[Given request]
Repeat all of the records verbatim.

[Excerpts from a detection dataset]
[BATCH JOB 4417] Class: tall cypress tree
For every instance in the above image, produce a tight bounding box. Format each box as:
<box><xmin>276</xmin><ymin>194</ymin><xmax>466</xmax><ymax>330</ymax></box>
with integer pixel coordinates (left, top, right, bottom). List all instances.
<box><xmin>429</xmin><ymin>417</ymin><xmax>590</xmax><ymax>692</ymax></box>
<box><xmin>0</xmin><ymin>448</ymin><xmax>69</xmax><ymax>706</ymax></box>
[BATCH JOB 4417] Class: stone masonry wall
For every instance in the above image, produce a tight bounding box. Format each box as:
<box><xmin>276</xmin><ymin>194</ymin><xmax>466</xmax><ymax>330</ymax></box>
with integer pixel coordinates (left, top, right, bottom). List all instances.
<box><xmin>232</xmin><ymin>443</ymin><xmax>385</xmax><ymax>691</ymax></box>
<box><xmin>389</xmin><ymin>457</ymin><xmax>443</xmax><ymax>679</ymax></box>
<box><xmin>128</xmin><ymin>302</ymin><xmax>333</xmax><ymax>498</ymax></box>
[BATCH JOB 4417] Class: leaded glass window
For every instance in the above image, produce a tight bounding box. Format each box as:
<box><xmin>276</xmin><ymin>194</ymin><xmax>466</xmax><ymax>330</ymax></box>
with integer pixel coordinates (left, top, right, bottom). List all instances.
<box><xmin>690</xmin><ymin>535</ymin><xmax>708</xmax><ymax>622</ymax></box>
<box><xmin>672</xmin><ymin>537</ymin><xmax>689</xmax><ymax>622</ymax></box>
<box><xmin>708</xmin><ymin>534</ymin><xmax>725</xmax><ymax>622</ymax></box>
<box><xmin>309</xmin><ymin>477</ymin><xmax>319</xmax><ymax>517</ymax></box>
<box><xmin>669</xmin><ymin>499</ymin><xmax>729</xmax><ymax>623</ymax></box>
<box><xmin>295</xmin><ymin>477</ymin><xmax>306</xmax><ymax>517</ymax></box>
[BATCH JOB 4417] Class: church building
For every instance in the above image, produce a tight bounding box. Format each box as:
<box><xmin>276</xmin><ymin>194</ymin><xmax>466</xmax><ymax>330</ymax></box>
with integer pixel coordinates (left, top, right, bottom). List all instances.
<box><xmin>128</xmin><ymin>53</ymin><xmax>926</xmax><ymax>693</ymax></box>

[Exercise response]
[BATCH JOB 4417] Class: tall cypress tree
For every instance in the above image, produce a tight bounding box. Format each box as:
<box><xmin>276</xmin><ymin>194</ymin><xmax>466</xmax><ymax>330</ymax></box>
with integer pixel coordinates (left, top, right, bottom). List all instances.
<box><xmin>429</xmin><ymin>417</ymin><xmax>590</xmax><ymax>692</ymax></box>
<box><xmin>0</xmin><ymin>448</ymin><xmax>69</xmax><ymax>706</ymax></box>
[BATCH JOB 4417] Class: stone masonry wall
For every instance in the above image, produce a tight bounding box. Format each box as:
<box><xmin>276</xmin><ymin>194</ymin><xmax>466</xmax><ymax>330</ymax></box>
with integer pixel coordinates (left, top, right, bottom). List all instances.
<box><xmin>232</xmin><ymin>443</ymin><xmax>385</xmax><ymax>691</ymax></box>
<box><xmin>389</xmin><ymin>457</ymin><xmax>443</xmax><ymax>679</ymax></box>
<box><xmin>128</xmin><ymin>302</ymin><xmax>333</xmax><ymax>498</ymax></box>
[BATCH JOB 4417] Class: leaded glass window
For every instance in the above image, produce a tight bounding box. Format each box as:
<box><xmin>276</xmin><ymin>194</ymin><xmax>466</xmax><ymax>330</ymax></box>
with integer pixel coordinates (left, top, right, bottom). List all instances.
<box><xmin>690</xmin><ymin>535</ymin><xmax>708</xmax><ymax>622</ymax></box>
<box><xmin>672</xmin><ymin>537</ymin><xmax>689</xmax><ymax>622</ymax></box>
<box><xmin>708</xmin><ymin>534</ymin><xmax>725</xmax><ymax>622</ymax></box>
<box><xmin>309</xmin><ymin>477</ymin><xmax>319</xmax><ymax>517</ymax></box>
<box><xmin>669</xmin><ymin>499</ymin><xmax>729</xmax><ymax>623</ymax></box>
<box><xmin>295</xmin><ymin>477</ymin><xmax>306</xmax><ymax>517</ymax></box>
[BATCH JOB 4417] Class: church building
For every instance in the above image, produce a tight bounding box. Format each box as:
<box><xmin>276</xmin><ymin>194</ymin><xmax>466</xmax><ymax>330</ymax></box>
with integer pixel coordinates (left, top, right, bottom). List all instances.
<box><xmin>128</xmin><ymin>53</ymin><xmax>926</xmax><ymax>693</ymax></box>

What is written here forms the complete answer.